■ EXTRACTED ENTRIES:
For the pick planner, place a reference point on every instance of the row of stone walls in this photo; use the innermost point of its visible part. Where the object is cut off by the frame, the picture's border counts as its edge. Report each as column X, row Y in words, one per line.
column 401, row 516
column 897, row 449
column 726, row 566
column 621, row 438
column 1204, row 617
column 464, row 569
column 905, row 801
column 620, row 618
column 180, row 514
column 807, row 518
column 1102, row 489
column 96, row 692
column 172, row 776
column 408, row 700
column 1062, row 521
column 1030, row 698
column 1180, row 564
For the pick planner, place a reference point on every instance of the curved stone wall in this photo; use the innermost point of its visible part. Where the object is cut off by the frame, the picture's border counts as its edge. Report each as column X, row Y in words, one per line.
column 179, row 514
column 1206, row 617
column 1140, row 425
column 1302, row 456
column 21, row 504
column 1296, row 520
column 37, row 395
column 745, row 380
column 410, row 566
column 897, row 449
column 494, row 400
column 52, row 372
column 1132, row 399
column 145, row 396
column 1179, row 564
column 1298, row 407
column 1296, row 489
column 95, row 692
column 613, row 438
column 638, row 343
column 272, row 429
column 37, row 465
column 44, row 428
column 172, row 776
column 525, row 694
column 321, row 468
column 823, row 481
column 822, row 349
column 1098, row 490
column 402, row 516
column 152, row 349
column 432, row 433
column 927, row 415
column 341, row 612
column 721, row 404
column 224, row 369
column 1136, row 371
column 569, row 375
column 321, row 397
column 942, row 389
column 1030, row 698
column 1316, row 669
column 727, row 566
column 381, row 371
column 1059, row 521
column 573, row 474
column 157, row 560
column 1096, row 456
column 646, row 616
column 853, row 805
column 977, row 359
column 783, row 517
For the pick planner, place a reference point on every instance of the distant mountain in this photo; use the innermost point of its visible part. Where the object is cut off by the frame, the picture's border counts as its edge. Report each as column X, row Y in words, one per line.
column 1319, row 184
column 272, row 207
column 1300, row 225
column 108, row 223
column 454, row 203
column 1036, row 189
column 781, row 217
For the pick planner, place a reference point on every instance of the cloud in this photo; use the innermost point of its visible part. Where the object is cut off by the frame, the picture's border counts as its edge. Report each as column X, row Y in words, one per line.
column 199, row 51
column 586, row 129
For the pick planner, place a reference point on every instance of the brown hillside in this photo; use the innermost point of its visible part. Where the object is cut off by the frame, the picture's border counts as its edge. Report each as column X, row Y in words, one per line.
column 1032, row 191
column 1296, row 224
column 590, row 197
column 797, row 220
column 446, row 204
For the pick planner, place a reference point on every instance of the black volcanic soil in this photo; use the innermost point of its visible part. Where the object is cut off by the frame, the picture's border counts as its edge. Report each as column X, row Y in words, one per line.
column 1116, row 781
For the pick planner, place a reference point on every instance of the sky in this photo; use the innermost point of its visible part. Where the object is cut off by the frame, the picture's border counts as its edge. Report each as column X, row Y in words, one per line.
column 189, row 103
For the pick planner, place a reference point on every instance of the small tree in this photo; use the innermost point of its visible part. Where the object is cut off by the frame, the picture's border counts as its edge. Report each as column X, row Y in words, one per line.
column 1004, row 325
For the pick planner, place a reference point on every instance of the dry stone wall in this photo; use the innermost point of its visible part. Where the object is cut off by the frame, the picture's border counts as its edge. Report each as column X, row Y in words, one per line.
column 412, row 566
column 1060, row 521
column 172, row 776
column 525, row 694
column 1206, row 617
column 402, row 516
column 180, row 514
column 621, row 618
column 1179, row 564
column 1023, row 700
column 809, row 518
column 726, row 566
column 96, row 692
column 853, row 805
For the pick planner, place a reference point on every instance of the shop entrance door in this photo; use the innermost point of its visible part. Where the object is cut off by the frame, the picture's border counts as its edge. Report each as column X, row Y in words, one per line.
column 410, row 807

■ TASK DIRECTIONS: Copy out the rows above word for word, starting at the line containing "of the distant" and ending at the line containing "column 781, row 217".

■ FULL RESPONSE:
For the pick planner, place a reference point on every instance of the distant mountain in this photo; use the innermost point of its visible part. Where the object is cut off by the frame, the picture's border counts as its edge. Report each as column X, row Y in words, one per line.
column 1319, row 184
column 272, row 207
column 1300, row 225
column 108, row 223
column 454, row 203
column 1036, row 189
column 781, row 217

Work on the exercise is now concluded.